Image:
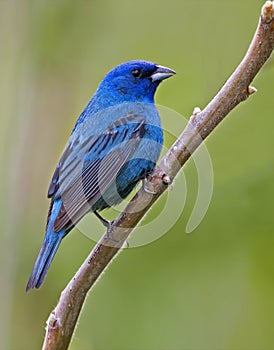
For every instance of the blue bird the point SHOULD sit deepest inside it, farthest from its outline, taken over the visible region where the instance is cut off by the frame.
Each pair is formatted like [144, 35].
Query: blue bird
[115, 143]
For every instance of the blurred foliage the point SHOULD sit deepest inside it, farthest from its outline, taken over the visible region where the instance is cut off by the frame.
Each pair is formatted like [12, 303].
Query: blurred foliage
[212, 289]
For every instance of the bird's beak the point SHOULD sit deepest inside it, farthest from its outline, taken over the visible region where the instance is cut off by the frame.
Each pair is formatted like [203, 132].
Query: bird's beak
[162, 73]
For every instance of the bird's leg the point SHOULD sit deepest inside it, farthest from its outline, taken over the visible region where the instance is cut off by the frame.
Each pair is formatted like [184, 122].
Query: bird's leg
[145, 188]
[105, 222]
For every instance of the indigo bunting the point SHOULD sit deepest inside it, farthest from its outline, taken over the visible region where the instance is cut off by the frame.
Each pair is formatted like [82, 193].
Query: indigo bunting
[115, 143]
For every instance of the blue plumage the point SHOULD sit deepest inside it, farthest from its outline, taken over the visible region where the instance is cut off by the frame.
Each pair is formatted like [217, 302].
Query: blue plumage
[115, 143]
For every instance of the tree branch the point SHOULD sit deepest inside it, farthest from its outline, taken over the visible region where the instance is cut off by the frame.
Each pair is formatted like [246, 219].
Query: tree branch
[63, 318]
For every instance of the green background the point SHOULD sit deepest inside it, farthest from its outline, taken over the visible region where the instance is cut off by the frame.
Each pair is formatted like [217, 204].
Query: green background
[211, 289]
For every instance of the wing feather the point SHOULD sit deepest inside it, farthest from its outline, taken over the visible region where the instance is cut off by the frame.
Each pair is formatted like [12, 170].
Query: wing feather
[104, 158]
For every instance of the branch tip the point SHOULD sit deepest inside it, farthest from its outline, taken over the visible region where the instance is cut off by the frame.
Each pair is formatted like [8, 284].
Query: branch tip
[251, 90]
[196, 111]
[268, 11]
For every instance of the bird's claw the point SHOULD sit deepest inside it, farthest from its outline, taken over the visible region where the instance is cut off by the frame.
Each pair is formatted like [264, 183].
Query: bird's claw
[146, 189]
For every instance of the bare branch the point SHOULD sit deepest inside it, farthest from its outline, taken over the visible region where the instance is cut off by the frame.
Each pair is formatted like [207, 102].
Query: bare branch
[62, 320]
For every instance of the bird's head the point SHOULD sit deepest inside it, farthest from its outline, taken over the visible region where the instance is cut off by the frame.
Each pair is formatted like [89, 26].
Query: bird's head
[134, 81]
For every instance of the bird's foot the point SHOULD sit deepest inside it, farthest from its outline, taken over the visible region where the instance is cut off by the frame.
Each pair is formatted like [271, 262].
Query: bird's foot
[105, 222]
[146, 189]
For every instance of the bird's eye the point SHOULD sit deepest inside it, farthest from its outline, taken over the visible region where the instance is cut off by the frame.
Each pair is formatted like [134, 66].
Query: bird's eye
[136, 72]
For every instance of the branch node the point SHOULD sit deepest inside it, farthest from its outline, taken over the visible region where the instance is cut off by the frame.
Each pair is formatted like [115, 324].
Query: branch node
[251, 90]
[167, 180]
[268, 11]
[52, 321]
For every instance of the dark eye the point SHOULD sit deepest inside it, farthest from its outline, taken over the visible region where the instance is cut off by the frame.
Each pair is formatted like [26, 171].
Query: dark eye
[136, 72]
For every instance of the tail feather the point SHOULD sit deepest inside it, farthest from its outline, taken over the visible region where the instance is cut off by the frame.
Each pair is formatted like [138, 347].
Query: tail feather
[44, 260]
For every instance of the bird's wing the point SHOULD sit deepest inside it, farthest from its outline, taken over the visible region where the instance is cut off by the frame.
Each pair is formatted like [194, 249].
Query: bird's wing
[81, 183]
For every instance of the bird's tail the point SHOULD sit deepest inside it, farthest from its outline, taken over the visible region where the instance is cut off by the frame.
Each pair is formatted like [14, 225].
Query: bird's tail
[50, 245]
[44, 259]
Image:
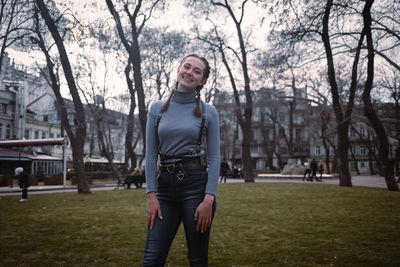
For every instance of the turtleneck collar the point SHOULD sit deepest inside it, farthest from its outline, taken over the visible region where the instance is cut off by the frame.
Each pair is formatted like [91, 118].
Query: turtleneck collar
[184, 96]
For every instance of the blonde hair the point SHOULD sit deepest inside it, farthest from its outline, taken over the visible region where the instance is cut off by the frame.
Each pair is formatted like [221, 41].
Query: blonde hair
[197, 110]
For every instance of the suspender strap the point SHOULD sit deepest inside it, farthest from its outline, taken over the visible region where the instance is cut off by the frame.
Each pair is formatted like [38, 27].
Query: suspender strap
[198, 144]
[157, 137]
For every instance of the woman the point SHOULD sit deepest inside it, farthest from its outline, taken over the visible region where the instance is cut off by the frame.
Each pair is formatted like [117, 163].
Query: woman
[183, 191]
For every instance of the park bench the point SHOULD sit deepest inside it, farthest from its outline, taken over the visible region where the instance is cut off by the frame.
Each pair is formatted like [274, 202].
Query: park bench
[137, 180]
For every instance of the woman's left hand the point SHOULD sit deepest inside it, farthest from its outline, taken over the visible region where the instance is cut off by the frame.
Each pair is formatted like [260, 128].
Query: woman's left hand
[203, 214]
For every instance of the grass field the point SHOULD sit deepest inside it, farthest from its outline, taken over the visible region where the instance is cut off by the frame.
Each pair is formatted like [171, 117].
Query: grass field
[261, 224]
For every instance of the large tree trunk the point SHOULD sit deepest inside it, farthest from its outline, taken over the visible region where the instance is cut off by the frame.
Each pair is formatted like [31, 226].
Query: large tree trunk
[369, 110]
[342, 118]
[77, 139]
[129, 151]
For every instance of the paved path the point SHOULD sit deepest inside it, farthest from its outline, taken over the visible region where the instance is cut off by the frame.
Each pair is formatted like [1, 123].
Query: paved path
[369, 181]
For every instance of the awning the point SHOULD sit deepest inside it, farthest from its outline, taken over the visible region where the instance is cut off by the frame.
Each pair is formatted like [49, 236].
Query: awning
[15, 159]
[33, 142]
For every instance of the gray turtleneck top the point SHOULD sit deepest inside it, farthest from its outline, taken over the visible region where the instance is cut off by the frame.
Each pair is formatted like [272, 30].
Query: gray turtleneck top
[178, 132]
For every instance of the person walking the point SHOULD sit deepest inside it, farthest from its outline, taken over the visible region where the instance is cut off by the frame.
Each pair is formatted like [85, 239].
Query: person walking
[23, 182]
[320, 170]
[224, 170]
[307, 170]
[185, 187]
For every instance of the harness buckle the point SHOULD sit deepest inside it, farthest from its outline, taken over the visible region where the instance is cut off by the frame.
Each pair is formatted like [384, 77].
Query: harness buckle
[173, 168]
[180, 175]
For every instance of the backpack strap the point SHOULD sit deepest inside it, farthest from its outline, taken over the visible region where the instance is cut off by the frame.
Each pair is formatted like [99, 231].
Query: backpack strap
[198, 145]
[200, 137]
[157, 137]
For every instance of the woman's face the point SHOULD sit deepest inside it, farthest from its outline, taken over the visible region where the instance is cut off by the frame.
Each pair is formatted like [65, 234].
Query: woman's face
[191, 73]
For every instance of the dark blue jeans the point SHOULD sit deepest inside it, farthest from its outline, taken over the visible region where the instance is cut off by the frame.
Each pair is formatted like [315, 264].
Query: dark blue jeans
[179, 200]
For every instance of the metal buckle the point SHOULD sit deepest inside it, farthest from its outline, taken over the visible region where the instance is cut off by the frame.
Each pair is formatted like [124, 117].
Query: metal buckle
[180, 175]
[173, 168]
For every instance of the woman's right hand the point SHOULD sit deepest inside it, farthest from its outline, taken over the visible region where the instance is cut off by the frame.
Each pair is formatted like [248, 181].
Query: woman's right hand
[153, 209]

Task objective ▸
Quote each entry above verbatim and drop the pictures.

Solution for this problem ▸
Image:
For every instance of the blue bird the point SHOULD sit deepest inside it, farthest from its outline, taken over the visible region where the instance is cut off by the frame.
Each pair is formatted like [144, 35].
Query: blue bird
[115, 143]
For every instance of the blurred foliage the point SHOULD sit deepest inside it, farthest from its outline, taken over the visible region where the instance is cut off by the frame.
Each pair is formatted like [12, 303].
Query: blurred foliage
[212, 289]
For every instance of the bird's beak the point SHOULD sit deepest inside it, farthest from its outline, taken over the visible region where the instance is cut off by the frame.
Each pair is formatted like [203, 132].
Query: bird's beak
[162, 73]
For every instance of the bird's leg the point SHOULD sit deepest inside it, farthest from its outline, taken over the visible region where the instance is cut off by the frame.
Each pair is formatted like [184, 122].
Query: bird's leg
[145, 188]
[105, 222]
For every instance of the indigo bunting the point SHOULD sit deepest inside it, farthest from its outline, taken over the visible region where the instance is cut off by the frame.
Each pair is formatted like [82, 193].
Query: indigo bunting
[115, 143]
For every instance of the blue plumage the point SHOULD sit deepest inside it, farthest from its outline, taken over the visible region where the instance is cut off by the frame.
Each pair is formatted like [217, 302].
Query: blue plumage
[115, 143]
For every instance of the tree branch the point SHOULD sit deepest inside it, farthest from its outline, taken over the visible region where the instance is cut off by the frame.
Each pair is formatted like [246, 219].
Query: tree branch
[63, 318]
For every instance of the green background the point SHOULD sit deepest inside it, farthest from its outline, taken over the visible region where the instance is cut off by the frame.
Each pair is formatted like [217, 204].
Query: green background
[211, 289]
For every instance of the wing feather the point SHOULD sit deepest inside it, farthest from its outline, taken over the visible region where the instance is cut off by the frame.
Each pair is formatted like [12, 170].
Query: wing feather
[104, 158]
For every instance of the branch tip the point SHOULD sit deepest inside it, farthest from its outline, taken over the visible region where the instance is cut off by the frame.
Each pair is formatted like [8, 284].
Query: branch tip
[251, 90]
[196, 111]
[268, 11]
For every instance of the bird's claw the point SHOULD sit deepest inside it, farthest from its outline, taken over the visible region where the instance is cut off by the frame.
Each pair is formatted like [264, 183].
Query: bird's claw
[146, 189]
For every instance of the bare branch the point SHOULD sit deepest inside it, farthest from its outline, taken over the visible region where the instance is cut off by the frame.
Each pair is formatted like [207, 102].
Query: bare branch
[62, 320]
For every instance of the bird's head the point SHOULD sit deepest inside it, farthest from its outline, taken over the visible region where the instance is cut off by the frame.
Each pair is formatted like [89, 26].
Query: bird's head
[134, 81]
For every instance of the bird's foot the point SHOULD sit deepest inside it, farthest from its outline, taken over the visible region where the instance is cut off by the frame.
Each pair is formatted like [271, 262].
Query: bird's foot
[105, 222]
[146, 189]
For every instance of the bird's eye the point SHOULD sit deepest inside it, farthest from its outline, taken over the visible region where the instance is cut off by the frame.
Each pair is formatted like [134, 66].
Query: bird's eye
[136, 72]
For every instance of the branch node the point SHOULD sit deepest inside it, farthest from its outline, taken over the visible region where the instance is cut off by the frame.
Each pair is formatted like [115, 324].
Query: branch node
[251, 90]
[167, 180]
[268, 11]
[52, 321]
For every instance of the dark eye the point SHOULD sit deepest inside it, farthest from its outline, taken over the visible region where the instance is cut off by the frame.
Each pair is formatted like [26, 171].
Query: dark eye
[136, 72]
For every instance of the tail feather the point SHOULD sit deepest inside it, farthest from its outline, taken over the visible region where the instance is cut off by the frame.
Each pair is formatted like [138, 347].
Query: tail feather
[44, 260]
For every instance of the bird's wing the point SHOULD sit deepest inside it, farthest from its outline, taken over the visible region where the instance is cut off by the frame.
Each pair is formatted like [194, 249].
Query: bird's wing
[81, 183]
For every instance of the bird's tail the point SHOULD sit deepest inside it, farthest from its outline, taken over the visible region where the instance is cut off by the frame.
Each pair is formatted like [14, 225].
Query: bird's tail
[50, 245]
[44, 259]
Image:
For every instance of the turtleneck collar the point SHOULD sit deepest inside it, farthest from its outline, taken over the visible region where the instance is cut off by the frame.
Each pair is formatted like [91, 118].
Query: turtleneck collar
[184, 96]
For every instance of the blonde hair the point SHOULD sit deepest inside it, farthest from its outline, taken over the visible region where the instance is cut off by the frame.
Each pair is formatted like [221, 41].
Query: blonde hair
[197, 110]
For every instance of the suspender strap the point SHOULD sit deepest inside it, farthest from its outline, taken over the visible region where the instance is cut off by the frame.
Each pair is formatted like [38, 27].
Query: suspender strap
[198, 144]
[157, 137]
For every instance of the woman the point SHOULD sit deepest inside it, farthest from its outline, taken over the visible region where the instance is cut off by the frame.
Each pair is formatted like [117, 163].
Query: woman
[183, 191]
For every instance of the park bench the point SHOULD sit deepest inside it, farthest from its outline, taken over the visible region where the instance is cut off by the frame.
Each pair is formatted like [274, 202].
Query: park bench
[137, 180]
For every instance of the woman's left hand the point SHOULD sit deepest inside it, farthest from its outline, taken over the visible region where the instance is cut off by the frame.
Each pair is formatted like [260, 128].
Query: woman's left hand
[203, 214]
For every instance of the grass field the point SHOULD sit deepest inside it, farthest from its outline, taken over the visible region where the instance is cut off by the frame.
Each pair is formatted like [171, 117].
Query: grass field
[261, 224]
For every instance of the large tree trunk the point SHOULD sit deepest inside it, farthest from its outline, taken over the visible region where the instance is cut off by the frame.
Each pair is formatted like [31, 226].
Query: large tree trunk
[369, 110]
[342, 118]
[77, 139]
[129, 151]
For every instance of the paved path the point SHOULD sit deepest inside it, farthest from its outline, taken over the visible region where the instance is cut off by the frame.
Each pair is formatted like [1, 123].
Query: paved path
[369, 181]
For every instance of the awning the point SHOULD sit deepest inside it, farthest from its outline, taken over the visible region where the instance is cut off by the frame.
Each pair is formatted like [49, 236].
Query: awning
[15, 159]
[33, 142]
For every instance of the gray turtleneck top the point SHOULD sit deepest inside it, farthest from its outline, taken over the visible region where the instance is cut off by the frame.
Each pair is formatted like [272, 30].
Query: gray turtleneck top
[178, 132]
For every instance of the person walking the point SHOULD sit deepest inside it, farthest from its outline, taken over the visible region where the instance is cut off by the frame.
Each pair is formatted like [85, 239].
Query: person walking
[23, 182]
[320, 170]
[224, 170]
[307, 170]
[185, 187]
For every instance of the harness buckle the point SHOULD sit deepest inside it, farthest from its outline, taken over the visible region where the instance is cut off by the frame.
Each pair is formatted like [384, 77].
Query: harness buckle
[173, 168]
[180, 175]
For every instance of the backpack strap the point SHOULD sit deepest inside it, farthest from its outline, taken over the visible region where the instance is cut off by the frame.
Each pair is formatted like [99, 231].
Query: backpack strap
[198, 145]
[200, 137]
[157, 137]
For every instance of the woman's face the point SHOULD sit deepest inside it, farthest from its outline, taken over the visible region where the instance is cut off by the frame.
Each pair is formatted like [65, 234].
Query: woman's face
[191, 73]
For every instance of the dark blue jeans the point SHOULD sit deepest inside it, farthest from its outline, taken over the visible region where the instance is cut off by the frame.
Each pair is formatted like [315, 264].
Query: dark blue jeans
[179, 200]
For every instance of the metal buckle the point SHOULD sit deepest inside it, farthest from its outline, taken over the visible region where the instance is cut off by the frame.
Each pair is formatted like [124, 117].
Query: metal buckle
[180, 175]
[173, 168]
For every instance of the woman's right hand the point SHOULD sit deepest inside it, farthest from its outline, taken over the visible region where the instance is cut off by the frame.
Each pair is formatted like [248, 181].
Query: woman's right hand
[153, 209]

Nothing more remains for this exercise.